• **EXERCISE AIM**:
From the line with "target | white deck surface" to the line with "target | fog light", retype every line exactly, including those two, and leave out the rest of the data below.

═══

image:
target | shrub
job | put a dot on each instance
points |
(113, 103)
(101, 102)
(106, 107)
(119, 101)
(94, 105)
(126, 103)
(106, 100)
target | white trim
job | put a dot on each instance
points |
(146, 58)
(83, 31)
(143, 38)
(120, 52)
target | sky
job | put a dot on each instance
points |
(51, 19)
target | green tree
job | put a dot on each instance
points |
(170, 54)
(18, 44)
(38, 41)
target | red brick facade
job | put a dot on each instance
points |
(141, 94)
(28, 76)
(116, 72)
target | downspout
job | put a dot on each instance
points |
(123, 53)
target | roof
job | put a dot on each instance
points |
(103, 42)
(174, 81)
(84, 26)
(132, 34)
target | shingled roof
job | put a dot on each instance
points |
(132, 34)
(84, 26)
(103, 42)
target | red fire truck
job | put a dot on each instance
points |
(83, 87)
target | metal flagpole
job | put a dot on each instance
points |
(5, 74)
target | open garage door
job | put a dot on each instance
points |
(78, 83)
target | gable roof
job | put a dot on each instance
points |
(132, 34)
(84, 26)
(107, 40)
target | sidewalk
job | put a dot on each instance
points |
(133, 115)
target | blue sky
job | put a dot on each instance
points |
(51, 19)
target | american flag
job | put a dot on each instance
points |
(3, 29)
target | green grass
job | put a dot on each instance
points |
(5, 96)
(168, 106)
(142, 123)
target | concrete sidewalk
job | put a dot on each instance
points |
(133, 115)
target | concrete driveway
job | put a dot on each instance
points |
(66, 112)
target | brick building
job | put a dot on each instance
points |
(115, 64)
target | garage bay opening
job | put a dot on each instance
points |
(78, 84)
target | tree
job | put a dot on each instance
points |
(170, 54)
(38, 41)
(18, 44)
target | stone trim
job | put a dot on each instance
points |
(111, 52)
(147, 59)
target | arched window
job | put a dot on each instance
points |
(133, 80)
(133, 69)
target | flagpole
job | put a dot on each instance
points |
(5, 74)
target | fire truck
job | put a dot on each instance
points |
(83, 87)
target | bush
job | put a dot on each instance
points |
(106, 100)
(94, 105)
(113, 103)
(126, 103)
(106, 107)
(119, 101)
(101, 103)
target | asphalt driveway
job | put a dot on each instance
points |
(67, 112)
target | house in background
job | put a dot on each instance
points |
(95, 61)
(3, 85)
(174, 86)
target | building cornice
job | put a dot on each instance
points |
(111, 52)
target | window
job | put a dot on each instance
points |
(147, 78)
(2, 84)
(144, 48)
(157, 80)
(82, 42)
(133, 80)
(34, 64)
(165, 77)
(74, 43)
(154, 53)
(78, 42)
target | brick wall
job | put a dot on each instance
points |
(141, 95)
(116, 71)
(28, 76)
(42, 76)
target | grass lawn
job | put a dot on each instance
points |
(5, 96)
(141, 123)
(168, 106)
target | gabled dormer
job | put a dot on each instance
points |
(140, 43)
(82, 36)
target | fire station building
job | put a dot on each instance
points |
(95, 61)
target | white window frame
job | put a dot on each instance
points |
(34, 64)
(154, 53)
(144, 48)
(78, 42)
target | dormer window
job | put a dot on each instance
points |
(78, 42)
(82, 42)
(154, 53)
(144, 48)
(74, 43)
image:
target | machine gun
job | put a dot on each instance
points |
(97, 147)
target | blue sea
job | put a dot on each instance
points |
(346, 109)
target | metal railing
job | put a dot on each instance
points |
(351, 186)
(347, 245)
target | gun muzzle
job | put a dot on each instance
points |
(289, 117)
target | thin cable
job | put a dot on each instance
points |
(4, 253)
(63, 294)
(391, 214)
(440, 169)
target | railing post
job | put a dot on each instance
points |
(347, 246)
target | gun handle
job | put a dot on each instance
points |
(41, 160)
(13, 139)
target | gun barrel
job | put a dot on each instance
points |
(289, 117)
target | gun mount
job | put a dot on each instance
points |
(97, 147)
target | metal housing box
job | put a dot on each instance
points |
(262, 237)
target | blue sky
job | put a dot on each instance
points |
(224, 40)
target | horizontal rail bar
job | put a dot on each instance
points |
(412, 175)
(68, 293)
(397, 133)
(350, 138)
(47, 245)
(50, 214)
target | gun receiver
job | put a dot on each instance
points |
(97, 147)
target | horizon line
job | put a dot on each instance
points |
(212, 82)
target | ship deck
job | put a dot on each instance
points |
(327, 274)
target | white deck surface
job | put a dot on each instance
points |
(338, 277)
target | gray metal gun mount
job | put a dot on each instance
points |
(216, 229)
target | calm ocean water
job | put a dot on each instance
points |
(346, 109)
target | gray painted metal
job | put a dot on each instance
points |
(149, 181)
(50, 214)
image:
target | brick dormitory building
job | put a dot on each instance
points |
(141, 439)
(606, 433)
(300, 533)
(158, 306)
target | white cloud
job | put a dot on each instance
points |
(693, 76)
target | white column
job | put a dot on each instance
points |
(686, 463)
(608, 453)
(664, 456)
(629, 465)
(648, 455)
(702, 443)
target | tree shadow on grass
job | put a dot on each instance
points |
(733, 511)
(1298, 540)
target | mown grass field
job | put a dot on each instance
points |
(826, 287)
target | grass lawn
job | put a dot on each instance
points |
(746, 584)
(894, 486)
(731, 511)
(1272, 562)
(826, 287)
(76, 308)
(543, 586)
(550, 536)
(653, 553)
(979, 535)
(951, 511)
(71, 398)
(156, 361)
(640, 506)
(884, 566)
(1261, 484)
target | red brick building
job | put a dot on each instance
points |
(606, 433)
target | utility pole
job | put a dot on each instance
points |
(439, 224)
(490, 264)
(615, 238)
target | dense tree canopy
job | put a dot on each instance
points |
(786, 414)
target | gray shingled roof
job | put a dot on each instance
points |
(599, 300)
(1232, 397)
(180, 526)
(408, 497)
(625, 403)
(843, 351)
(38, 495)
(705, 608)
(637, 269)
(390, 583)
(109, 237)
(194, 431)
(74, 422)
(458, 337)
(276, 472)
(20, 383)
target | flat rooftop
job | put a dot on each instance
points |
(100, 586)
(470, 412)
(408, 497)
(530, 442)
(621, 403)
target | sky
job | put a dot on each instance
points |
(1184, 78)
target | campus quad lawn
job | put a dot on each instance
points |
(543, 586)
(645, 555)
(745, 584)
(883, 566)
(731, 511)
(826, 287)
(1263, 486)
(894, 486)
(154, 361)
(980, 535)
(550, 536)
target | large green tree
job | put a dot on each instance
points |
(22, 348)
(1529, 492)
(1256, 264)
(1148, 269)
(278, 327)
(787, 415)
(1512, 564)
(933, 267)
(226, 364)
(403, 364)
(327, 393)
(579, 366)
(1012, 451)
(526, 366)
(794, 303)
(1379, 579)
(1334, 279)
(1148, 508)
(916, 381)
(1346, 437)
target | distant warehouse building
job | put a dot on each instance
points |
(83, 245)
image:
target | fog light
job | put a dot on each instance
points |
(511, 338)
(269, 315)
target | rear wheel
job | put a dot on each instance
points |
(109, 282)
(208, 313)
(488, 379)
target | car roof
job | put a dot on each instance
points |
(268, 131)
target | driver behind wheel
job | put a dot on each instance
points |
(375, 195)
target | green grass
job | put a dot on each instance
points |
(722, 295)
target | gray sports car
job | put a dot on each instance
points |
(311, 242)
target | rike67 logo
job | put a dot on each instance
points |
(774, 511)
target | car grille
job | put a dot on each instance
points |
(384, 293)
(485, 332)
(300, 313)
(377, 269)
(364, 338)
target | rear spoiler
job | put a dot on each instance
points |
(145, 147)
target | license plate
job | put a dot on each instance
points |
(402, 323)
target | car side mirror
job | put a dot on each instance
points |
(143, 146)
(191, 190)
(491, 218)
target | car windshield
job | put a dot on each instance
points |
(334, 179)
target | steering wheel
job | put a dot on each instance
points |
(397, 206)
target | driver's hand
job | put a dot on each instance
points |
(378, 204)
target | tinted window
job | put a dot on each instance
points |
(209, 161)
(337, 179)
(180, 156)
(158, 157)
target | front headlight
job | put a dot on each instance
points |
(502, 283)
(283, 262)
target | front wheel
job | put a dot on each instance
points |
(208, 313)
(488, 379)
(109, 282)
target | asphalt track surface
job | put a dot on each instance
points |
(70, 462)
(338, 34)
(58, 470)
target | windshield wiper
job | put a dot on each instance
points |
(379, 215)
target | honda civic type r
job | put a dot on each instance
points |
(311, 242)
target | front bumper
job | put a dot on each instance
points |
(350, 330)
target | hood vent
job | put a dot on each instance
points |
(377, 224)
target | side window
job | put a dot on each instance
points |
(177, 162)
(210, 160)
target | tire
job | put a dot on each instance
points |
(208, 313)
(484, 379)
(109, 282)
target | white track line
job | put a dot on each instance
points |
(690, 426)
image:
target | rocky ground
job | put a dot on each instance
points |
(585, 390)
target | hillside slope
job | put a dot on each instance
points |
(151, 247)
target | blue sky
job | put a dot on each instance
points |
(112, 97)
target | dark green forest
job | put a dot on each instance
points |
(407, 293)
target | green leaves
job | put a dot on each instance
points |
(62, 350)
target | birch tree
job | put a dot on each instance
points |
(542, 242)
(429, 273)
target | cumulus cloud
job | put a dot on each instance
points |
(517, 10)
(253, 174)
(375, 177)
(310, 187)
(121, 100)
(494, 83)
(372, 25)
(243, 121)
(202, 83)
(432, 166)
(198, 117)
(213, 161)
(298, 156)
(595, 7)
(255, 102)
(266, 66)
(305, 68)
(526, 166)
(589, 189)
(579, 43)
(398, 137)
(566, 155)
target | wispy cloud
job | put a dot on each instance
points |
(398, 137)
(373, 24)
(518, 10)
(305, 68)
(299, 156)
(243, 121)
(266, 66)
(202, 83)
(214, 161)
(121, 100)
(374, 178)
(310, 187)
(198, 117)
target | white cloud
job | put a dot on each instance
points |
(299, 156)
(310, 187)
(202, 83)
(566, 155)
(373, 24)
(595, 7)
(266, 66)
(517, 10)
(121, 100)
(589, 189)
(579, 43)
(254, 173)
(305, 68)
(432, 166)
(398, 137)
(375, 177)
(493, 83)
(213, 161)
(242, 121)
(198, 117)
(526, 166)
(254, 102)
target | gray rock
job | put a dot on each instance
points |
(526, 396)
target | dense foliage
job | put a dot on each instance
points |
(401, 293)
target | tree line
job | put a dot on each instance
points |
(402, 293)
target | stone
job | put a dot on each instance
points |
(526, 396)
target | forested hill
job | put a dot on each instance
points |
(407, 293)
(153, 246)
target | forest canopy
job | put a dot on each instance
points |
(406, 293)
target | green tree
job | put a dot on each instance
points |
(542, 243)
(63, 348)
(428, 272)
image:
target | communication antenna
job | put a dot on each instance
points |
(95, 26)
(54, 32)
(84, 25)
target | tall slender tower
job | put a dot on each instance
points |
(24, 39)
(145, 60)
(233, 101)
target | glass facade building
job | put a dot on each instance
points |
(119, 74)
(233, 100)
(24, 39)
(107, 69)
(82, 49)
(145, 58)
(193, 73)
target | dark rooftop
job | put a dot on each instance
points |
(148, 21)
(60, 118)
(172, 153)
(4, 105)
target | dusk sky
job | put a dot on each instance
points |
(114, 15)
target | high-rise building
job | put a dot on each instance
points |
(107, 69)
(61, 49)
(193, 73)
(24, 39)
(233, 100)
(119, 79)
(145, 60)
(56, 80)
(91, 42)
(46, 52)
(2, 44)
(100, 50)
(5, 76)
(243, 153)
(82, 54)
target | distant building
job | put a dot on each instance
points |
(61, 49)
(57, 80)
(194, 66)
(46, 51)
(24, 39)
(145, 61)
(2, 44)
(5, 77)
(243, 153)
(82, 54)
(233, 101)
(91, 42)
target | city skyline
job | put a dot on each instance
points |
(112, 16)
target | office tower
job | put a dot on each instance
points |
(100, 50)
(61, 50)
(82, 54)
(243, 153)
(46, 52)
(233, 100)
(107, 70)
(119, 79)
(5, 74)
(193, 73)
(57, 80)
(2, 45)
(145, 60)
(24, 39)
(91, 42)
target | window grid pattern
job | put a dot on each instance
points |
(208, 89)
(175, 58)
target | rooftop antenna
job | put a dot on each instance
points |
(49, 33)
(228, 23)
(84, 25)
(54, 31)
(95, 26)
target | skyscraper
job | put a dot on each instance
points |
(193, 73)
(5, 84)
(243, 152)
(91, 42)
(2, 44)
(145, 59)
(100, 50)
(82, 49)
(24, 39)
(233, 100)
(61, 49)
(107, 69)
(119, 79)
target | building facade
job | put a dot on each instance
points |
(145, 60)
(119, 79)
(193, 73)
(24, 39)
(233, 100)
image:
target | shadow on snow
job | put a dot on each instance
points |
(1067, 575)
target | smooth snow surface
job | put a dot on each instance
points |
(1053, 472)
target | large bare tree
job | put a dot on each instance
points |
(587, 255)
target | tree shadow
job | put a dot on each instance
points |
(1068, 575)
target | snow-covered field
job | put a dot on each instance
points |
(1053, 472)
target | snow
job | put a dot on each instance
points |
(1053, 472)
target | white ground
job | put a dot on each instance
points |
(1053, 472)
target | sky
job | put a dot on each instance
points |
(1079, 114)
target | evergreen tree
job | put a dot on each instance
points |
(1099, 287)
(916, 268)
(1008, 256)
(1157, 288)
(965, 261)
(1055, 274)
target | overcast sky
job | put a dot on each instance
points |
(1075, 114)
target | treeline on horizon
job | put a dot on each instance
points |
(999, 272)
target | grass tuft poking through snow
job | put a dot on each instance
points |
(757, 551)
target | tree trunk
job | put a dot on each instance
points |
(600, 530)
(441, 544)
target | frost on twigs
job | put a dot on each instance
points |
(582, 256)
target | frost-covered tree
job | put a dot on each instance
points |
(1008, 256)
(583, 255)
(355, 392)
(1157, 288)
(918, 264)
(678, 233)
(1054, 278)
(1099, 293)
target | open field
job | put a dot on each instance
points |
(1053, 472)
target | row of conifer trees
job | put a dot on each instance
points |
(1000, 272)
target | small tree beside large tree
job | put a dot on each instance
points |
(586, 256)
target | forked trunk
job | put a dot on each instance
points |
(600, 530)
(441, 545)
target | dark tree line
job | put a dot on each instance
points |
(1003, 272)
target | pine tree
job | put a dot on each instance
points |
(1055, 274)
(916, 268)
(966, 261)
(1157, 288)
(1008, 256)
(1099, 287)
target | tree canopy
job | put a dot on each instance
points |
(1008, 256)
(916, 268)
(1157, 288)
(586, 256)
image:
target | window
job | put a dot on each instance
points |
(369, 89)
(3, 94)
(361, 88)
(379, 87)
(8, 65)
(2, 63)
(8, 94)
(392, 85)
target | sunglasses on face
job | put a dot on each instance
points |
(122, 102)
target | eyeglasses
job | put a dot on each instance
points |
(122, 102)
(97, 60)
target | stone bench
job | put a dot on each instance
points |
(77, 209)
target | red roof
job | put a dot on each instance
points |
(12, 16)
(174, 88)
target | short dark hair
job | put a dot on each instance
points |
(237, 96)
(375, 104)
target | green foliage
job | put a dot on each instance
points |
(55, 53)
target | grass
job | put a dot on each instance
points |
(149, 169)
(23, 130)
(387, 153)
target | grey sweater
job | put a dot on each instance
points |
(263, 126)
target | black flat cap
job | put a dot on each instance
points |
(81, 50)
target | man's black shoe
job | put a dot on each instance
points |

═══

• **RESPONSE FOR THIS EXERCISE**:
target | white deck surface
job | put a dot on each instance
points |
(338, 277)
target | gray metal gun mount
job | put a dot on each instance
points |
(216, 229)
target | calm ocean water
job | put a dot on each instance
points |
(346, 109)
target | gray painted metal
job | put a dot on each instance
points |
(149, 181)
(50, 214)
image:
target | brick dormitory building
job | put a dot on each instance
points |
(141, 439)
(606, 433)
(300, 533)
(158, 306)
target | white cloud
job | put a dot on each instance
points |
(693, 76)
target | white column
job | put a dot on each instance
points |
(686, 463)
(608, 453)
(664, 456)
(629, 465)
(648, 455)
(702, 443)
target | tree shadow on grass
job | put a dot on each instance
points |
(733, 511)
(1298, 540)
target | mown grass field
job | put a dot on each instance
points |
(826, 287)
target | grass lawn
job | put a dot on each instance
points |
(746, 584)
(894, 486)
(731, 511)
(1272, 562)
(826, 287)
(76, 308)
(543, 586)
(550, 536)
(653, 553)
(979, 535)
(951, 511)
(71, 398)
(156, 361)
(640, 506)
(884, 566)
(1261, 484)
target | red brick building
job | put a dot on each instance
points |
(606, 433)
target | utility pole
job | put a dot on each instance
points |
(439, 224)
(490, 264)
(615, 238)
target | dense tree canopy
job | put a dot on each instance
points |
(786, 414)
target | gray shingled roof
job | put a dot on each instance
points |
(599, 300)
(1232, 397)
(180, 526)
(408, 497)
(625, 403)
(843, 351)
(38, 495)
(705, 608)
(637, 269)
(390, 583)
(109, 237)
(194, 431)
(74, 422)
(458, 337)
(276, 472)
(20, 383)
target | flat rooftop
job | put a dot on each instance
points |
(100, 586)
(470, 412)
(408, 497)
(530, 442)
(621, 403)
target | sky
job | put a dot on each instance
points |
(1184, 78)
target | campus quad lawn
job | put a dot on each instance
points |
(543, 586)
(645, 555)
(745, 584)
(883, 566)
(731, 511)
(826, 287)
(1263, 486)
(894, 486)
(154, 361)
(980, 535)
(550, 536)
target | large green tree
job | put a dot on each instance
points |
(22, 348)
(1529, 492)
(1256, 264)
(1148, 269)
(278, 327)
(787, 415)
(1512, 564)
(933, 267)
(226, 364)
(403, 364)
(327, 393)
(579, 366)
(1012, 451)
(526, 366)
(794, 303)
(1379, 579)
(1334, 279)
(1148, 508)
(916, 381)
(1346, 437)
target | distant warehouse building
job | put a dot on each instance
points |
(83, 245)
image:
target | fog light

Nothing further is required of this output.